** start of ENTRIES SHOWN **

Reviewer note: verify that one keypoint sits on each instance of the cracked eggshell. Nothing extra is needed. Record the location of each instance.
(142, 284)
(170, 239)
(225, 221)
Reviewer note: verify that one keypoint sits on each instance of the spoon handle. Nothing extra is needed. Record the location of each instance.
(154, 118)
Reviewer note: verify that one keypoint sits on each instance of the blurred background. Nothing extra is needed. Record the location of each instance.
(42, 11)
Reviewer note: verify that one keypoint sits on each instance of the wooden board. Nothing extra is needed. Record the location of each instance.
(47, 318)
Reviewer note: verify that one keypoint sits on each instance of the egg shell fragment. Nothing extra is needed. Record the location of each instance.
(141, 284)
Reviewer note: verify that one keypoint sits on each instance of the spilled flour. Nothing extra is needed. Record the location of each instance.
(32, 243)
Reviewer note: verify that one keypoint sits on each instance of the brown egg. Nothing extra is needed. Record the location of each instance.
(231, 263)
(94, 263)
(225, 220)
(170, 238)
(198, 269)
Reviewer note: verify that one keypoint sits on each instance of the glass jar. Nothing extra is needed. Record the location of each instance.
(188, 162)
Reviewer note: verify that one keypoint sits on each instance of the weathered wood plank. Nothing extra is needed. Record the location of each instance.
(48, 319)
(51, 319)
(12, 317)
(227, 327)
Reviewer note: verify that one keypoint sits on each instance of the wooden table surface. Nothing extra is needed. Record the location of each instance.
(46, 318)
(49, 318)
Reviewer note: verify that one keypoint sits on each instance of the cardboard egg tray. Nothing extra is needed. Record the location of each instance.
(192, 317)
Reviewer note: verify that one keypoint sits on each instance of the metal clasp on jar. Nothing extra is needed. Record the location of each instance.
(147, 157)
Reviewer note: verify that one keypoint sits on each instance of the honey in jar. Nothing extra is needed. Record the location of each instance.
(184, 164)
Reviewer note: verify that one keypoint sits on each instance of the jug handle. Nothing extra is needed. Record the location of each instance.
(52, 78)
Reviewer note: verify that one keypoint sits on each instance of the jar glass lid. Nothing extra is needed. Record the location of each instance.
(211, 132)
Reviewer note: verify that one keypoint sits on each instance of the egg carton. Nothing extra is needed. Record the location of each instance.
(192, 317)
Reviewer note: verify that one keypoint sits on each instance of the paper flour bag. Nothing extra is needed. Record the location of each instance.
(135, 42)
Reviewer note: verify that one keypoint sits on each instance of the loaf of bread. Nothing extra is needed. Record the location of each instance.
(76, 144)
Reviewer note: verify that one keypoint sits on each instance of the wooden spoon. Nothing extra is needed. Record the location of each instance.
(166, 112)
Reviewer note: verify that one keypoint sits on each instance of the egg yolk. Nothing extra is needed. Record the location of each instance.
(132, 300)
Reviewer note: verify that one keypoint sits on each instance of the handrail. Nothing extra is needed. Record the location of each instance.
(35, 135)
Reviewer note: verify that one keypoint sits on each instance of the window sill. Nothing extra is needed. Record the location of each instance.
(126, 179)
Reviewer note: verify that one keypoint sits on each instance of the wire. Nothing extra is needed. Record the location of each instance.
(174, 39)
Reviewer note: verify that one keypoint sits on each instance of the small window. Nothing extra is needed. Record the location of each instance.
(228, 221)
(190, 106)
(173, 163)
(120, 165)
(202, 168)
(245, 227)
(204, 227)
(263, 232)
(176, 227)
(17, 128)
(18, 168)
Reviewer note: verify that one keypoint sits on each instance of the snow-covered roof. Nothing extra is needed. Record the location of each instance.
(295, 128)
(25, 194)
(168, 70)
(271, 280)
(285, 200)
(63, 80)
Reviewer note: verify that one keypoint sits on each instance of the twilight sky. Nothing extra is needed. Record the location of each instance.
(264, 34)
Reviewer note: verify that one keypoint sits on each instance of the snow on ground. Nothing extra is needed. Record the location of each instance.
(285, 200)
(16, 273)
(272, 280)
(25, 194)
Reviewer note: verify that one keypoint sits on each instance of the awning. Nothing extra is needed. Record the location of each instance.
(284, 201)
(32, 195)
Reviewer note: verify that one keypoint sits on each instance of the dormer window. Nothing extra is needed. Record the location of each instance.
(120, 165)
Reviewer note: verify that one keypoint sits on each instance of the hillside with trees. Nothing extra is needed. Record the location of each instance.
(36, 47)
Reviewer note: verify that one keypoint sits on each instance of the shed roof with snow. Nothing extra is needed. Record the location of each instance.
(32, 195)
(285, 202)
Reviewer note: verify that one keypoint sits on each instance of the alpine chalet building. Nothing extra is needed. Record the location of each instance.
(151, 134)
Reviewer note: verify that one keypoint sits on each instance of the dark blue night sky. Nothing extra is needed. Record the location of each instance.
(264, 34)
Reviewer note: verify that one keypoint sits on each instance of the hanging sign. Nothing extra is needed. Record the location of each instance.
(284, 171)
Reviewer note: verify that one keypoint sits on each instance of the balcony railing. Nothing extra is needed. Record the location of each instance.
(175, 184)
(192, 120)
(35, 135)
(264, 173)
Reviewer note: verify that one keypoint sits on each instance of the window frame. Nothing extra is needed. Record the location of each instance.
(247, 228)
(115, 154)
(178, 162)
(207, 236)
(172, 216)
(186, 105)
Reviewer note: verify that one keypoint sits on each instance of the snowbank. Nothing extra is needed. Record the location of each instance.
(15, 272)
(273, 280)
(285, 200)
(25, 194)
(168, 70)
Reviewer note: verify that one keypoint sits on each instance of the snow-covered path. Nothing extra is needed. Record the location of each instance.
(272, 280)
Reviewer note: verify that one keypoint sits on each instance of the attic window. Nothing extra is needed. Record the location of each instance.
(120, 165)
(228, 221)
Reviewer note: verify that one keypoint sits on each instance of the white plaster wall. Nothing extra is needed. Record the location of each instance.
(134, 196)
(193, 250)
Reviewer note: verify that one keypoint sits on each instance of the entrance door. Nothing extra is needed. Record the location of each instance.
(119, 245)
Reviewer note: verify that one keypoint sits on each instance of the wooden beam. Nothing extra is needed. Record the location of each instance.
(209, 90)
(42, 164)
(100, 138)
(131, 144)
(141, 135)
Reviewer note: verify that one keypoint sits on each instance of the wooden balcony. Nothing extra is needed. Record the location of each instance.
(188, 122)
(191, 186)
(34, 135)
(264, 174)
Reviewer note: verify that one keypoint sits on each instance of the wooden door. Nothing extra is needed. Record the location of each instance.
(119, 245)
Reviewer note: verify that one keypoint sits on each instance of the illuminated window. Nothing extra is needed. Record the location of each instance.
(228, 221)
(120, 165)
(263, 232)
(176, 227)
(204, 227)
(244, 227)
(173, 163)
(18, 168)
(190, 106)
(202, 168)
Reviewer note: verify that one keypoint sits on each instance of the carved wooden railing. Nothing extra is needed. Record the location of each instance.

** end of ENTRIES SHOWN **

[THE PROBLEM]: Give back exactly the lines from the one containing "of the entrance" to the end of the material, both ends included.

[RESPONSE TO THIS EXERCISE]:
Reviewer note: verify that one keypoint sits on each instance of the entrance door. Nothing extra is needed. Record the location of each instance.
(119, 245)
Reviewer note: verify that one keypoint sits on each instance of the wooden beam. Nothing extra is needed. Record the location of each instance.
(209, 90)
(42, 164)
(100, 138)
(131, 144)
(141, 135)
Reviewer note: verify that one keypoint sits on each instance of the wooden balcony. Nothing extra is needed. Record the location of each instance.
(188, 122)
(191, 186)
(34, 135)
(264, 174)
Reviewer note: verify that one keypoint sits on each instance of the wooden door. Nothing extra is needed. Record the location of each instance.
(119, 245)
Reviewer note: verify that one keypoint sits on each instance of the illuminated window. Nothing extra is needed. Record the location of each instance.
(228, 221)
(120, 165)
(263, 232)
(176, 227)
(204, 227)
(244, 227)
(173, 163)
(18, 168)
(190, 106)
(202, 168)
Reviewer note: verify that one keypoint sits on each instance of the carved wooden railing. Nothing extra is needed. Record the location of each instance.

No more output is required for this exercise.